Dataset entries
________________________
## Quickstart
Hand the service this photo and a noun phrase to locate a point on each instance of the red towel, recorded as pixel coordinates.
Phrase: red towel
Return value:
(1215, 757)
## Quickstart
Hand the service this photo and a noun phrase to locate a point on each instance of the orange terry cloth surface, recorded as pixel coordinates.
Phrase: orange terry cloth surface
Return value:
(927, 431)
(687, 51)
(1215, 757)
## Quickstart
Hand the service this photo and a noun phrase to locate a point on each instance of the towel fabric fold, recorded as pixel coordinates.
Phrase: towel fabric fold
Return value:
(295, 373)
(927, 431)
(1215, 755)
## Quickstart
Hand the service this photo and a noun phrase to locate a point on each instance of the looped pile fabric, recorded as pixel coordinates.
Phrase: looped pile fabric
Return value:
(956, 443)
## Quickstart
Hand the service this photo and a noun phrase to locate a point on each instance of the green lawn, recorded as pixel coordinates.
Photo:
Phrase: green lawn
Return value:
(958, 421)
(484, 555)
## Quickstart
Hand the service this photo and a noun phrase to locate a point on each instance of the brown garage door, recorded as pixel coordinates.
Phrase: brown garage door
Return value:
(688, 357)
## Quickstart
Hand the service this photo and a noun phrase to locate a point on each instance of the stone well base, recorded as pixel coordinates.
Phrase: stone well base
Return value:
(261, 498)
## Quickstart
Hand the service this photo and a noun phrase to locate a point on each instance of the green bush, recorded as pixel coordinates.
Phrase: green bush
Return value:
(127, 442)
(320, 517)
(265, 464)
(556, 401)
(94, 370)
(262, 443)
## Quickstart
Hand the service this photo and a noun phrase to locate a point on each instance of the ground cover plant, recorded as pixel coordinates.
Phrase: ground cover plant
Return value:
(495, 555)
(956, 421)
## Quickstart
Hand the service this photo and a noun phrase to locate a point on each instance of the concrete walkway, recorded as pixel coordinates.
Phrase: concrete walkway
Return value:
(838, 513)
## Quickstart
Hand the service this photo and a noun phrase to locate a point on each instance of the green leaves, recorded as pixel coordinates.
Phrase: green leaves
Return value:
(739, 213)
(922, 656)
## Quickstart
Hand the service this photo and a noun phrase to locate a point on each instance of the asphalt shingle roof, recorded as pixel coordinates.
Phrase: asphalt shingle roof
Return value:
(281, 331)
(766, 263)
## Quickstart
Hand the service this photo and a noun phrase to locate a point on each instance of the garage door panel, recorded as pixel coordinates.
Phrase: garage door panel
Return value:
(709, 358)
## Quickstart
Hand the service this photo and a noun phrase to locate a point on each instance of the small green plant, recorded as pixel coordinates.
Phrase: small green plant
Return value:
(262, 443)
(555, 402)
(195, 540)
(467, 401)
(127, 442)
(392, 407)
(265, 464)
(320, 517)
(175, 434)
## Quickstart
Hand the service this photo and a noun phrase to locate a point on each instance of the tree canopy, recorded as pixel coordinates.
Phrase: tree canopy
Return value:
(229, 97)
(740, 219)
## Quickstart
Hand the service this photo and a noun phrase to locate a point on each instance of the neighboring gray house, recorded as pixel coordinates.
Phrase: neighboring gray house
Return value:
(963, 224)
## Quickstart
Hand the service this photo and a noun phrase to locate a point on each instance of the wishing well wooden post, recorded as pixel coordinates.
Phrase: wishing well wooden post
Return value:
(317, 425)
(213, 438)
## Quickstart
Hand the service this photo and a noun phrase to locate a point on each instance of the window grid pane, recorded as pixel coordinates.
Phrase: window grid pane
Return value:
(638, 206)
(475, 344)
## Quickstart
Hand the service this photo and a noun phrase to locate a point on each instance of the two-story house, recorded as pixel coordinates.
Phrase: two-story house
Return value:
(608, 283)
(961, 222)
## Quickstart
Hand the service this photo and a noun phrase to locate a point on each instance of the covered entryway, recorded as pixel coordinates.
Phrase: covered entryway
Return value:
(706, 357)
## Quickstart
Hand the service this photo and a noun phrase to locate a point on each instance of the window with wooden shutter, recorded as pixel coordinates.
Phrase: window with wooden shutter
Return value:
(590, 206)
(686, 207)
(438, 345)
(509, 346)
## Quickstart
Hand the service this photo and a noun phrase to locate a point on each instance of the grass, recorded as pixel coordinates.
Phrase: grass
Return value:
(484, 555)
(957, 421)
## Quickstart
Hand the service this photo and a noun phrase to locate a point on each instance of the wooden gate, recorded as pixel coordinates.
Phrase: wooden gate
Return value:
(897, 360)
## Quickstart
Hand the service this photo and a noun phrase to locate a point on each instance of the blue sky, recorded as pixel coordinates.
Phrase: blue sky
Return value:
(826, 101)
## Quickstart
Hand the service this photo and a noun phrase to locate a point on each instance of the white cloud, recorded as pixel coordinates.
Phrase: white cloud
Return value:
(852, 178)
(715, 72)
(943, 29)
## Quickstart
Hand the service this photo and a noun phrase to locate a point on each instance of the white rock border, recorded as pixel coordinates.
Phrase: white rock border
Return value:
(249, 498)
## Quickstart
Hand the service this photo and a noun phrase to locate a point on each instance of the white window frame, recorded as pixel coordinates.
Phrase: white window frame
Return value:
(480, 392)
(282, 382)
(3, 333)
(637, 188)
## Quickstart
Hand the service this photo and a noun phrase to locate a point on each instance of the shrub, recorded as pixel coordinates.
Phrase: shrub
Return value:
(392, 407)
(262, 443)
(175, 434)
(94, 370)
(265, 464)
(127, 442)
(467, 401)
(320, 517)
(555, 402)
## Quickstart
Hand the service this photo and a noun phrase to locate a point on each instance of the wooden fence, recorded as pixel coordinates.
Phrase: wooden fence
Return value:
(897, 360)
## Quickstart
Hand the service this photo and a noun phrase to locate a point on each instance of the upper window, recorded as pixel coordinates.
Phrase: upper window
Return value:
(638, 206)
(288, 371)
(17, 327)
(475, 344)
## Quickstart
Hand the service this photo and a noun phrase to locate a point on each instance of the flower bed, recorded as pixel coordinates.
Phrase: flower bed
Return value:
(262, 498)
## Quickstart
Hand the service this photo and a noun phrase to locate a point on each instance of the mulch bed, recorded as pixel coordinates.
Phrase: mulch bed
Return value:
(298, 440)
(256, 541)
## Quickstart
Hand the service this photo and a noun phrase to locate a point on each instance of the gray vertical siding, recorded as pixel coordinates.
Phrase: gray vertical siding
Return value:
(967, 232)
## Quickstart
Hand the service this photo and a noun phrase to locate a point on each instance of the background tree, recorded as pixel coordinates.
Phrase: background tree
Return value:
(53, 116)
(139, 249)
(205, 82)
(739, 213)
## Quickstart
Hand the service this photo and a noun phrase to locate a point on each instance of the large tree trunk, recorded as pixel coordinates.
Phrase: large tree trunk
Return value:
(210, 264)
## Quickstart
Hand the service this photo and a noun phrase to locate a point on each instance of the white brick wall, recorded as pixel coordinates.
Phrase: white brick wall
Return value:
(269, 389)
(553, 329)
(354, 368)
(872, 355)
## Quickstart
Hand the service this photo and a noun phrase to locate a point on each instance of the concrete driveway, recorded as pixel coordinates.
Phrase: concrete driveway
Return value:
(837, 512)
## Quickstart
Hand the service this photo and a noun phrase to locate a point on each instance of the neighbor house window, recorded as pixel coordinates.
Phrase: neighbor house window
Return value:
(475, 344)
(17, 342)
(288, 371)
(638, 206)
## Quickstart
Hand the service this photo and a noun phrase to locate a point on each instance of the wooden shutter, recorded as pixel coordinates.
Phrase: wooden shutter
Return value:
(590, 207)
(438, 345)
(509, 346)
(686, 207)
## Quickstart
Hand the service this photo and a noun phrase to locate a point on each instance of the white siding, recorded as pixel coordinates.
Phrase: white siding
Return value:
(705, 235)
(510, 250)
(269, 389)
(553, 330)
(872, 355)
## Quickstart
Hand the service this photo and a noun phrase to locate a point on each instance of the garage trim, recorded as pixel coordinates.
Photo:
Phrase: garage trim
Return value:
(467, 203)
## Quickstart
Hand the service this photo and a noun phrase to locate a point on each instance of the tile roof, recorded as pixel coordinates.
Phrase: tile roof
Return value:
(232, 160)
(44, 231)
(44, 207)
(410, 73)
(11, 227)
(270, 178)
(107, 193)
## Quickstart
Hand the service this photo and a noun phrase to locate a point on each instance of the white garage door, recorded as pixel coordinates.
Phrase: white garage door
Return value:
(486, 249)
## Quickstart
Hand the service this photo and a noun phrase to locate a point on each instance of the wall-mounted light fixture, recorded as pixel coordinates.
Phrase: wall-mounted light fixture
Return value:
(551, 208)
________________________
● Goal of the exercise:
Show the lines where the word "green" appears in the entries.

● Solution to the exercise:
Hand the service this photo and a noun phrase to locate a point on each instance of the green lawn, recorded as pixel coordinates.
Phrase: green lawn
Hand the service this photo and a noun phrase to locate a point on each instance of the green bush, recorded as pixel coordinates.
Phrase: green bush
Hand the service this photo and a noun phrase to locate a point on each instance of the green leaves, recorded as pixel coordinates.
Phrase: green leaves
Hand the service this photo and a noun phrase to locate a point on each instance of the small green plant, recorded as pixel coordinates.
Phrase: small green plant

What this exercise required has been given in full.